◆ Data lines

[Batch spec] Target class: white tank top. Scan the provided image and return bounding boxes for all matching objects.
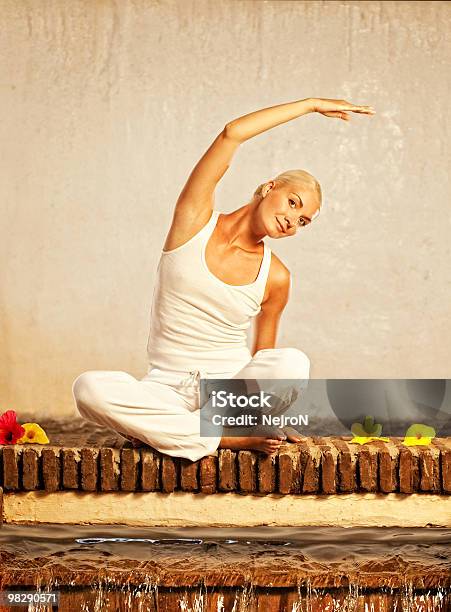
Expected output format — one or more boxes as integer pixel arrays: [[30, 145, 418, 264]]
[[147, 210, 271, 373]]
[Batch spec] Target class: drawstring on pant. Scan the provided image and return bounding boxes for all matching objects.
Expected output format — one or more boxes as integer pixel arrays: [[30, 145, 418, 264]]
[[180, 370, 203, 387]]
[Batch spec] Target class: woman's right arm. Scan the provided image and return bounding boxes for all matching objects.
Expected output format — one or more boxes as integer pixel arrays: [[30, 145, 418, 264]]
[[163, 98, 374, 251]]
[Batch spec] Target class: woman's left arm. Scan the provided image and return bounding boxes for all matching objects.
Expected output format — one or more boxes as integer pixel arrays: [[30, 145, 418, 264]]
[[252, 262, 291, 356]]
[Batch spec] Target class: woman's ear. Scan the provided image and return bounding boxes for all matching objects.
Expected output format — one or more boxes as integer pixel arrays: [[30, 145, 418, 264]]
[[262, 181, 275, 198]]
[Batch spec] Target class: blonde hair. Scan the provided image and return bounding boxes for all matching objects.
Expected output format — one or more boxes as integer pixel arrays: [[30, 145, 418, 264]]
[[254, 170, 323, 208]]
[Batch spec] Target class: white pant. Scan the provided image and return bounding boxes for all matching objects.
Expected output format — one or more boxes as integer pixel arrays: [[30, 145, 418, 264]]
[[72, 348, 310, 461]]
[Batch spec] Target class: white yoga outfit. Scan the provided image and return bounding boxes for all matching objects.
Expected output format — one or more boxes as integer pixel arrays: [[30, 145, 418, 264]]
[[72, 210, 310, 461]]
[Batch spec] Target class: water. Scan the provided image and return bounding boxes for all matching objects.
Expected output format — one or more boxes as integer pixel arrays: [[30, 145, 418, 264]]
[[0, 524, 451, 612]]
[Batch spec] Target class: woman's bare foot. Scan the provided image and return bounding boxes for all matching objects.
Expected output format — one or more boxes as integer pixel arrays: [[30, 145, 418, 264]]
[[283, 427, 302, 442], [121, 433, 146, 448], [219, 436, 285, 455]]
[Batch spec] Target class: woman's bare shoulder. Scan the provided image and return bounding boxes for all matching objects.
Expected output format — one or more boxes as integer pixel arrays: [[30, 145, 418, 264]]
[[263, 249, 291, 301]]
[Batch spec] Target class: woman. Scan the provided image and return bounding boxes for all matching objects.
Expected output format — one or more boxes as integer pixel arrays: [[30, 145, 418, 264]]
[[72, 98, 375, 461]]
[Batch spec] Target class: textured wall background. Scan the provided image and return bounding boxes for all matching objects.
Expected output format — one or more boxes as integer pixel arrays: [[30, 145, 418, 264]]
[[0, 0, 451, 416]]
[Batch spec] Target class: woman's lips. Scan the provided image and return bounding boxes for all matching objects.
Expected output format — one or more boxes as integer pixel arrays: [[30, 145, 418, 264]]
[[276, 217, 286, 234]]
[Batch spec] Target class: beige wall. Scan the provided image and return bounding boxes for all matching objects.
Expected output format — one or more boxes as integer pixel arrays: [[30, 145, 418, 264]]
[[0, 0, 451, 416]]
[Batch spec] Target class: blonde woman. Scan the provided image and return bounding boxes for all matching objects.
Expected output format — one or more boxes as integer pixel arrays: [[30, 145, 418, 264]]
[[72, 98, 375, 461]]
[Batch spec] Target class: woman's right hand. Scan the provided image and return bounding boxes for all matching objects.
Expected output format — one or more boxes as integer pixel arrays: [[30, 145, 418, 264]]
[[311, 98, 376, 121]]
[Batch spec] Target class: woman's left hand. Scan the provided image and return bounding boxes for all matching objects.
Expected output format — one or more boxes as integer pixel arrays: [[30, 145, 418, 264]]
[[312, 98, 376, 121]]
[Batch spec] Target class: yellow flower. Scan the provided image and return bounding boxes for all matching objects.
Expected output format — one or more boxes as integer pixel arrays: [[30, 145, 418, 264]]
[[16, 423, 50, 444], [349, 436, 390, 444]]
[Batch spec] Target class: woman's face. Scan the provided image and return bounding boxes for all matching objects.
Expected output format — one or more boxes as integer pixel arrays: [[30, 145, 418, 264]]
[[259, 181, 319, 238]]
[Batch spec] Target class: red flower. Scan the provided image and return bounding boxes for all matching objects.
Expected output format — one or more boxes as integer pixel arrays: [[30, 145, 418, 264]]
[[0, 410, 25, 444]]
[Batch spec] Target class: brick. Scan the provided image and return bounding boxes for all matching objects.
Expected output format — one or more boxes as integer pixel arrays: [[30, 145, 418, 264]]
[[199, 451, 218, 495], [3, 445, 21, 491], [432, 437, 451, 493], [238, 450, 257, 493], [141, 448, 161, 491], [120, 448, 140, 491], [61, 448, 80, 489], [399, 446, 419, 493], [41, 448, 61, 493], [379, 440, 399, 493], [333, 437, 360, 493], [218, 448, 238, 491], [301, 438, 321, 493], [418, 446, 441, 493], [314, 437, 338, 495], [357, 442, 383, 493], [180, 459, 199, 491], [22, 448, 40, 491], [99, 448, 121, 491], [278, 444, 301, 494], [80, 448, 99, 491], [257, 453, 277, 493], [161, 455, 177, 493]]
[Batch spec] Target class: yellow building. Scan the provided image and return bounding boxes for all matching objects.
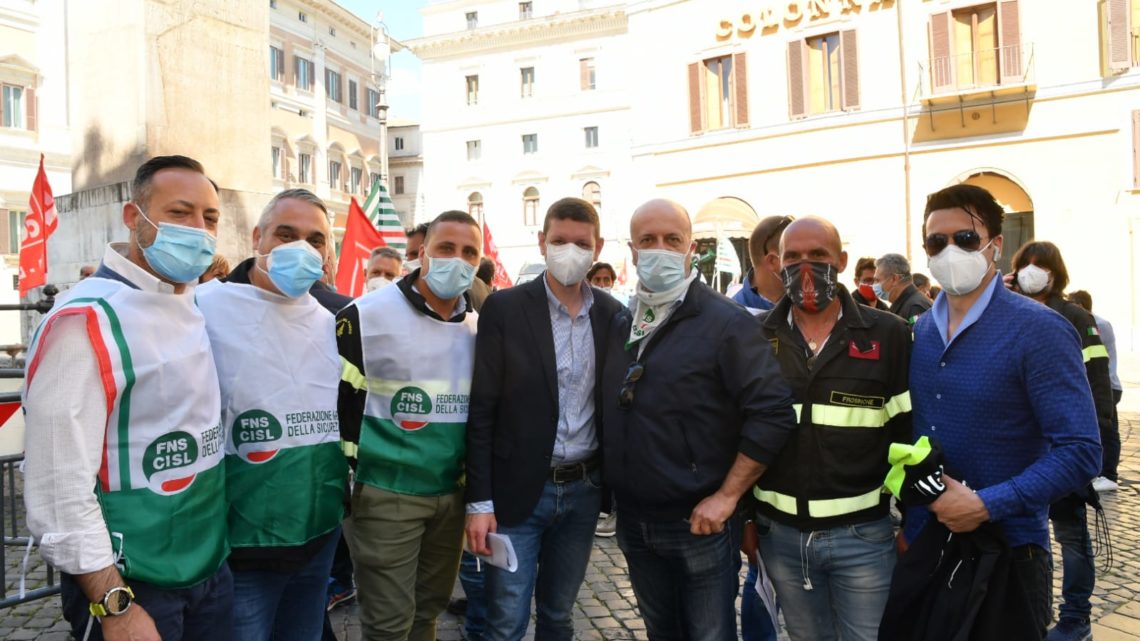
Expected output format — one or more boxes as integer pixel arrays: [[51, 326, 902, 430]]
[[627, 0, 1140, 351]]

◆ Your goal
Rewrite the lines above with every "Target class" changed to "Object label" and nothing else altered. Omit the pictures from your answer.

◆ Right answer
[Batch spec] Object label: white tank top. Scan the provided image and return bounding boxes for all matching objects.
Expected output format — one or more boxes as integer pixel arrays: [[30, 145, 418, 264]]
[[147, 210, 271, 373]]
[Batch spec] Object label: drawstring on pant. Scan the provided image and return bounding boxes for all matching objects.
Expected output format — one or more boxes as integer pixel arrays: [[30, 145, 418, 264]]
[[180, 370, 203, 387]]
[Batch spec] Object label: woman's right arm. Scan the provided image and return bounding boxes for all matching objects.
Expected output format — one or more boxes as integer pixel arrays: [[30, 145, 418, 264]]
[[163, 98, 374, 251]]
[Batch spec] Object label: woman's left arm. Scan the provided image and return bounding boxes for all matching objects.
Expected output format — one or more boxes as integer pixel arrays: [[30, 145, 418, 264]]
[[252, 262, 291, 356]]
[Batch spec] Object label: woman's ear. Scan the provided image and return bounding boxes for all matching objects.
Expected output format — one or more boxes as integer pixel arrays: [[30, 145, 418, 264]]
[[262, 181, 275, 198]]
[Batch spec] Object label: blonde hair. Scan the provided image and return bounding boxes for all matching objects.
Expected output format — one or more boxes as integer pixel arrays: [[30, 145, 418, 264]]
[[254, 170, 323, 208]]
[Batch spec] Object label: white pant. Scan the provided image and return bounding boxes for all matching objects.
Expected output format — one or more boxes as integer pixel arrays: [[30, 145, 418, 264]]
[[72, 348, 310, 461]]
[Batch spec] Object label: white yoga outfit. Scan the provided image and return bounding boxes for all matching objects.
Expected output format — one or more boxes as integer pixel arrays: [[30, 145, 418, 264]]
[[72, 210, 310, 461]]
[Batch spec] Object label: water. Scan the provided image and return bounding boxes for all matching objects.
Expected output format — one or more boxes as integer pixel arrays: [[30, 145, 418, 264]]
[[0, 524, 451, 612]]
[Batch spec] Object label: woman's bare foot. Scan the provided image and return bounding boxes for all matching objects.
Expected output format — one or more boxes as integer pixel arrays: [[30, 145, 418, 264]]
[[283, 427, 302, 442], [121, 433, 146, 448], [219, 436, 285, 455]]
[Batch spec] Object label: woman's bare shoulder. Scan the provided image and return bounding boxes for all matching objects.
Expected output format — one or more boxes as integer pixel arrays: [[30, 145, 418, 264]]
[[263, 249, 291, 301]]
[Batch spec] Object label: woman. Scan the provided image and return bounding boxes for all matching objects.
Expected output format — one or more boxes as integer pixel arrays: [[30, 145, 418, 264]]
[[72, 98, 375, 461]]
[Batch spec] Object label: textured wall background. Scan the provided image and return bounding boxes for all matching objects.
Expected output format — one or more boxes as integer pixel arrays: [[30, 145, 418, 264]]
[[0, 0, 451, 416]]
[Batch spec] Object label: woman's lips. Scan the provided image and return bounding boxes for all matching objects.
Expected output format — one or more boxes as integer pixel arrays: [[30, 145, 418, 264]]
[[276, 217, 286, 234]]
[Batch spec] Object label: beige wall. Scan the provided image and return bounding boxes for all matching objects.
Expected output format — one or more boxes as integer pixel arrays: [[30, 145, 418, 264]]
[[0, 0, 451, 416]]
[Batch spec] Object label: blonde woman. Scan the provided image and return bounding boxes for all matching objects.
Expected output format — one or more boxes as integer pixel arrays: [[30, 145, 418, 264]]
[[72, 98, 375, 461]]
[Batch spec] Object label: woman's right hand. Scan the provided image and return bounding boxes for all matching objects.
Expected output format — one or more boxes as integer pixel arrays: [[30, 145, 418, 264]]
[[311, 98, 376, 121]]
[Batch spec] Object label: woman's left hand. Scan the provided image and return bounding boxes for all matching objects.
Expected output format — one or more boxes as integer pixel arrays: [[30, 145, 418, 264]]
[[312, 98, 376, 121]]
[Batch spec] Object label: yellow flower. Scan the provided image and return bounding boxes for all matching objects.
Expected output format — one or more boxes as integer pixel arrays: [[30, 145, 418, 264]]
[[16, 423, 50, 444], [349, 436, 390, 444]]
[Batch spec] Object label: woman's face. Scan the provided image and return bounding boxes for all matching objects.
Expected output format — one or more boxes as integer pixel arrays: [[30, 145, 418, 264]]
[[259, 181, 319, 238]]
[Batch spec] Object label: red flower. Scan the provided image and return bounding boxes for all matching objects.
Expected output format — one or more boxes as integer pixel arrays: [[30, 145, 418, 264]]
[[0, 410, 25, 444]]
[Batch spec] Object label: brick. Scan the provided image and return bounding boxes for all matching objects.
Expected output format — one or more boxes as integer pixel arrays: [[30, 145, 418, 264]]
[[199, 451, 218, 495], [3, 445, 21, 491], [432, 437, 451, 493], [238, 450, 257, 493], [141, 448, 161, 491], [120, 448, 140, 491], [61, 448, 80, 489], [399, 446, 419, 493], [41, 448, 61, 493], [379, 440, 399, 493], [333, 437, 360, 493], [218, 448, 238, 491], [301, 438, 321, 493], [418, 446, 441, 493], [314, 437, 338, 495], [357, 442, 383, 493], [180, 459, 199, 491], [22, 448, 40, 491], [99, 448, 121, 491], [278, 444, 301, 494], [80, 448, 99, 491], [257, 453, 277, 493], [161, 455, 177, 493]]
[Batch spec] Object label: yellow building. Scan the provided image and return bounding boxes for all matching objects.
Expected output format — one or more boxes as integer pixel arrays: [[51, 326, 902, 430]]
[[627, 0, 1140, 351]]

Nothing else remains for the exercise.